* START MATERIAL FOR THIS EXERCISE *

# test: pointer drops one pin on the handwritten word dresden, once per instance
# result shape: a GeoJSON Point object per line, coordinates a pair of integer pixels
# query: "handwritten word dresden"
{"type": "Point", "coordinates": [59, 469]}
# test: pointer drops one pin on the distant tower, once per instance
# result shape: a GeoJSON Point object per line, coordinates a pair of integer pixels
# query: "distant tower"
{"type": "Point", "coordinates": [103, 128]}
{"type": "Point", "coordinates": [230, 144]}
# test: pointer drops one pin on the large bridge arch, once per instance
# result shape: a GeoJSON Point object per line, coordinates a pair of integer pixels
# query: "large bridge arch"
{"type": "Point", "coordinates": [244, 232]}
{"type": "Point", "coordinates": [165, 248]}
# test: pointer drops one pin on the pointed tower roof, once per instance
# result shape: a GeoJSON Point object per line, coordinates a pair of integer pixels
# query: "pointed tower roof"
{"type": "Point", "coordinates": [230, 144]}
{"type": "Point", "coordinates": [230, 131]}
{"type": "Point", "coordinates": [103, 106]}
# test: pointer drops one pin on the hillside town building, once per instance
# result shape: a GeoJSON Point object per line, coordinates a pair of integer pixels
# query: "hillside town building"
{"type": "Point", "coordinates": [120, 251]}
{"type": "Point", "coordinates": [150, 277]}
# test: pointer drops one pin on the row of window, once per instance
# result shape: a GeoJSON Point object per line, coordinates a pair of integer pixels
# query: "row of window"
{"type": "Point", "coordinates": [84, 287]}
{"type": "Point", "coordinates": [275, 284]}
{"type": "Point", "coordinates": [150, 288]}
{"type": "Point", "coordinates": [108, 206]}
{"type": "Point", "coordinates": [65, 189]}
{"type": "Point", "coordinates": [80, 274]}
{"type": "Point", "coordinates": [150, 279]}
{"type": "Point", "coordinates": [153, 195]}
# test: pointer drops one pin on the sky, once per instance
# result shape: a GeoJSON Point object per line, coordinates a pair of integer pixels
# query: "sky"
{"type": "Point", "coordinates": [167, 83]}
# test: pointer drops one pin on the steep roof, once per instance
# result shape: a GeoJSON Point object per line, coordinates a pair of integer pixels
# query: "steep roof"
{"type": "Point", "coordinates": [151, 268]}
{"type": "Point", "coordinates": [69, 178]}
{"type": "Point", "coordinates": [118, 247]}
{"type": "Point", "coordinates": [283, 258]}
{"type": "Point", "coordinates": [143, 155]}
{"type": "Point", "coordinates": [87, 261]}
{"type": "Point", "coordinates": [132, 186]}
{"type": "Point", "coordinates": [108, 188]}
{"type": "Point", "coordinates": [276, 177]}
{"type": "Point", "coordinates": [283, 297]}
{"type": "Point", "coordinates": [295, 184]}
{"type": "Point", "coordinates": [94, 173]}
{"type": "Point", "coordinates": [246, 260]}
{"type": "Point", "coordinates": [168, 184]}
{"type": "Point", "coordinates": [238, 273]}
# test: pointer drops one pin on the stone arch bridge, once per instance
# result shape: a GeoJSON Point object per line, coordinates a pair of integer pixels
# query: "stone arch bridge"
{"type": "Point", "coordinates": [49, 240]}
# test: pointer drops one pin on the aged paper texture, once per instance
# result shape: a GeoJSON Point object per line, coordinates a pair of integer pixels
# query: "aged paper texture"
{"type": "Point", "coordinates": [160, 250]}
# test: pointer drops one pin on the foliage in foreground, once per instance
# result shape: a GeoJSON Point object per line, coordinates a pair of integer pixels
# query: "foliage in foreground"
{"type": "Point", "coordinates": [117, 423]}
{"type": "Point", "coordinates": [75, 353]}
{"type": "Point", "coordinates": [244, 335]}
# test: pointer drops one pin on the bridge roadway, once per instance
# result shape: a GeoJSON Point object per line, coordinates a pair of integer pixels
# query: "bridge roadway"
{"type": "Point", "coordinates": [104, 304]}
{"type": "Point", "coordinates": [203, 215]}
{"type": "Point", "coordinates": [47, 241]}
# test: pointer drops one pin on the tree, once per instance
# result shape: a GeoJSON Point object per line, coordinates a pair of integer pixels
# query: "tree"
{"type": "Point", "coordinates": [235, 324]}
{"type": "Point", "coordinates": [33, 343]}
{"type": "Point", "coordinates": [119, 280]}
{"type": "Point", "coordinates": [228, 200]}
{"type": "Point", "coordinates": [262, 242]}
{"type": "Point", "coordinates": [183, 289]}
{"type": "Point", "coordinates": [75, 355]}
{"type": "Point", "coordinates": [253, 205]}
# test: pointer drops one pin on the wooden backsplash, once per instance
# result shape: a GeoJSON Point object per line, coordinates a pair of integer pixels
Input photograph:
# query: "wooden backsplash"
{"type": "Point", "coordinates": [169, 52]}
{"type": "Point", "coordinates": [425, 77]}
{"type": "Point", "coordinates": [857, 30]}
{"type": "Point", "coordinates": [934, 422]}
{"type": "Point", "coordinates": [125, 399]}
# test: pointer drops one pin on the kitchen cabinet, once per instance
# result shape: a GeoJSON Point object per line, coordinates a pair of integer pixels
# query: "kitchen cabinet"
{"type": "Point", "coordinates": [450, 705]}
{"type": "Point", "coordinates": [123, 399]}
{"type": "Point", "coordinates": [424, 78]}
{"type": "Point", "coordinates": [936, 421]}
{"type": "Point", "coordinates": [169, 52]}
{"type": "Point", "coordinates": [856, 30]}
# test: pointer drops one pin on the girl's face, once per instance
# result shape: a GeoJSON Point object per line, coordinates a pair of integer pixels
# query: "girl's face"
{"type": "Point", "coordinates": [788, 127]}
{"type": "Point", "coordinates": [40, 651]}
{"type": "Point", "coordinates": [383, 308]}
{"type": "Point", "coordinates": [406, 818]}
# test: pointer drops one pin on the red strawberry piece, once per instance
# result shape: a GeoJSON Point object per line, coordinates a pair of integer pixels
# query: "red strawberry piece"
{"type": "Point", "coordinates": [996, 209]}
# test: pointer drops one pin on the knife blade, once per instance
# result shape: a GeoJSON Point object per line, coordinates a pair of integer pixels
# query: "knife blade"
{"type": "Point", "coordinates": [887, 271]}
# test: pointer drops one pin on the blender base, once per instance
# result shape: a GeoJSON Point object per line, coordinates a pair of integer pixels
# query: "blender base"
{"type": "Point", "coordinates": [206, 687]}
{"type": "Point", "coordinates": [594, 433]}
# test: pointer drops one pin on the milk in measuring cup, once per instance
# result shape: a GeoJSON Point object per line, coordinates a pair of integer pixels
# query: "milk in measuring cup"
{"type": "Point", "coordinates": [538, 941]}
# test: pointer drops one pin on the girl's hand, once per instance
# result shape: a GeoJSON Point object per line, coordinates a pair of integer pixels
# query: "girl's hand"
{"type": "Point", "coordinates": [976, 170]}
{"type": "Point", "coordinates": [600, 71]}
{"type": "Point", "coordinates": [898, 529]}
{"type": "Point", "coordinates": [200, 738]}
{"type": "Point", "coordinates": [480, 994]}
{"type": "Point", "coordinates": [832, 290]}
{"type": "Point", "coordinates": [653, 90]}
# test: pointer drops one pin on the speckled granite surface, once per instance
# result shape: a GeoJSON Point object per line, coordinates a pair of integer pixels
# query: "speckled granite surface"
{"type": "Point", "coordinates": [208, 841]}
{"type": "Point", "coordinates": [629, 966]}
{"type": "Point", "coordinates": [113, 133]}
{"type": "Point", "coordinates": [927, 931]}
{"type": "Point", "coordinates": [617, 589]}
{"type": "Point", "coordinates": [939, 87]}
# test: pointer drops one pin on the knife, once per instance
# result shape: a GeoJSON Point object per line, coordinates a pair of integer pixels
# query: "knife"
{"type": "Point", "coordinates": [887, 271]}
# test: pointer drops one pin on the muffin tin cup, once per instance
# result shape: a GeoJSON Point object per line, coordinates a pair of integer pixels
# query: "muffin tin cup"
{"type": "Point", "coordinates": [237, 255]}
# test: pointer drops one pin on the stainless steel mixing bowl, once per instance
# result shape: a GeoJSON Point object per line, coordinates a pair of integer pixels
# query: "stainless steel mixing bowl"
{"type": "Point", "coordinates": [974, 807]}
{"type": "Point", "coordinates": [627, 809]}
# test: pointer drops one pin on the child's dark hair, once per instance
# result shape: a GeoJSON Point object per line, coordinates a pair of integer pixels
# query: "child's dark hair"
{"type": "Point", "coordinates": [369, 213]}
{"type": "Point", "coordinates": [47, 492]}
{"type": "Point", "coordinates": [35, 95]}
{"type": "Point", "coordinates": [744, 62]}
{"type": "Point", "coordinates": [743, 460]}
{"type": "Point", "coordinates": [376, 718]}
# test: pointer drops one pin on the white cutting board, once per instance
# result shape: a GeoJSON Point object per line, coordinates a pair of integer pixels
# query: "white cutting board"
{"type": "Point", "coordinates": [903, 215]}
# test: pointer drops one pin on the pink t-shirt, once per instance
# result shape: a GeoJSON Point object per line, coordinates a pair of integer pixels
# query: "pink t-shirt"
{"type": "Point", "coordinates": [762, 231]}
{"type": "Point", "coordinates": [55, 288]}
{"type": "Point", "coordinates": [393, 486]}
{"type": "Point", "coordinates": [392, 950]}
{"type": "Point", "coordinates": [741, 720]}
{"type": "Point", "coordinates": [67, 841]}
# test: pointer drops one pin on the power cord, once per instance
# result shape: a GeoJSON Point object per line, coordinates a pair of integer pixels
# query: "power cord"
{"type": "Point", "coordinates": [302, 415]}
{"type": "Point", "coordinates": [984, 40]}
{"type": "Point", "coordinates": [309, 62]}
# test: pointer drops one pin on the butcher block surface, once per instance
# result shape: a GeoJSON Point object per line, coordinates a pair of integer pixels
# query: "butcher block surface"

* END MATERIAL FOR THIS EXERCISE *

#### YOUR OBJECTIVE:
Repeat precisely the lines of the data starting at the one containing "# test: pointer drops one pin on the white", last line included.

#### COMPLETE ANSWER:
# test: pointer drops one pin on the white cutting board, once per instance
# result shape: a GeoJSON Point object per line, coordinates a pair of integer pixels
# query: "white cutting board"
{"type": "Point", "coordinates": [903, 215]}
# test: pointer drops one pin on the pink t-shirt, once per instance
# result shape: a GeoJSON Point object per line, coordinates a pair of integer pixels
# query: "pink t-shirt"
{"type": "Point", "coordinates": [762, 231]}
{"type": "Point", "coordinates": [55, 288]}
{"type": "Point", "coordinates": [393, 486]}
{"type": "Point", "coordinates": [392, 950]}
{"type": "Point", "coordinates": [741, 720]}
{"type": "Point", "coordinates": [67, 841]}
# test: pointer drops one pin on the power cord, once per instance
# result shape: a GeoJSON Point object per line, coordinates a pair of integer pixels
# query: "power cord"
{"type": "Point", "coordinates": [302, 415]}
{"type": "Point", "coordinates": [984, 40]}
{"type": "Point", "coordinates": [309, 62]}
# test: pointer drops one pin on the butcher block surface, once per instance
# result shape: a GeoJSON Point object per line, coordinates a pair of integer pixels
# query: "butcher block surface"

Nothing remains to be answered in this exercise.